**Instructions for the task**:
Restate the listing below word for word; no pictures belong in the copy.

**Entries provided**:
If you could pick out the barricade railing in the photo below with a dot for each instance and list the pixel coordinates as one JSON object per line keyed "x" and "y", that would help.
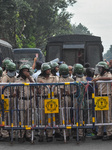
{"x": 59, "y": 107}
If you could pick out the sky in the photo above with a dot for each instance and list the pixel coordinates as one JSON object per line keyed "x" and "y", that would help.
{"x": 96, "y": 15}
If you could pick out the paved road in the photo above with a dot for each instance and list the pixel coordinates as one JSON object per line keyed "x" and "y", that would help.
{"x": 71, "y": 145}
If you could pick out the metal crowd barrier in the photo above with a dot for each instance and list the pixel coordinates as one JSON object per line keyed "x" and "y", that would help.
{"x": 53, "y": 107}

**Exercise solution**:
If you could pick out the barricade railing in the photo below with a dot for each instance and list the pixel coordinates as one JSON object per line keyed "x" and "y", that would help.
{"x": 59, "y": 107}
If you could pick out the sky in the photo above with a dot for each instance and list the pixel coordinates as one JSON object per line keyed "x" and "y", that would help.
{"x": 96, "y": 15}
If you could pick out the paved road in the photo above with a dot for each instance and list the pixel coordinates as one JSON object per line keyed "x" and "y", that would help.
{"x": 71, "y": 145}
If you could pick out the metal crowd barrier in the photo above with a dot for each instance and list the pixel coordinates as one JSON object per line keyed "x" and "y", that would help.
{"x": 53, "y": 107}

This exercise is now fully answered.